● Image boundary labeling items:
***

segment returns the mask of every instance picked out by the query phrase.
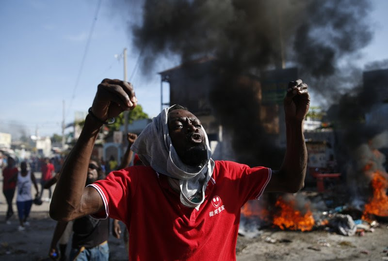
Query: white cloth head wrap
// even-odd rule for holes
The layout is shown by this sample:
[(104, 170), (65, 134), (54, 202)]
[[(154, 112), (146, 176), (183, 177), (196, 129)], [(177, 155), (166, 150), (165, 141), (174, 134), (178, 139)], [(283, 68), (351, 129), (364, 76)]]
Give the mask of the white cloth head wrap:
[[(131, 149), (137, 154), (145, 165), (151, 166), (160, 174), (178, 179), (180, 201), (187, 207), (199, 208), (205, 200), (205, 190), (214, 166), (214, 162), (210, 157), (211, 151), (208, 136), (201, 126), (205, 134), (207, 163), (201, 167), (190, 166), (182, 162), (170, 138), (167, 125), (169, 109), (165, 108), (152, 119)], [(193, 202), (189, 199), (199, 192), (201, 195), (199, 202)]]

***

● Written exercise: Rewrite all of the lines above, requests included, adding -33 to every coordinate in the answer outlines while leaving the requests and their format samples unchanged. Leave the pictures out.

● Solution:
segment returns the mask of every instance picked out by the query phrase.
Query: white cloth head wrap
// even-odd rule for holes
The layout is shown by this sample:
[(104, 170), (65, 134), (54, 202)]
[[(154, 112), (146, 176), (183, 177), (196, 129)], [(177, 155), (166, 150), (165, 141), (174, 134), (178, 139)], [(283, 68), (351, 129), (364, 76)]]
Give the mask of the white cloth head wrap:
[[(98, 116), (104, 121), (112, 132), (118, 133), (127, 141), (145, 146), (147, 168), (154, 174), (166, 175), (172, 167), (172, 157), (181, 133), (181, 129), (177, 124), (178, 118), (175, 103), (168, 93), (172, 101), (174, 130), (168, 134), (157, 133), (149, 129), (137, 105), (134, 92), (136, 76), (132, 75), (119, 86)], [(160, 169), (156, 166), (166, 159), (168, 162), (166, 169)]]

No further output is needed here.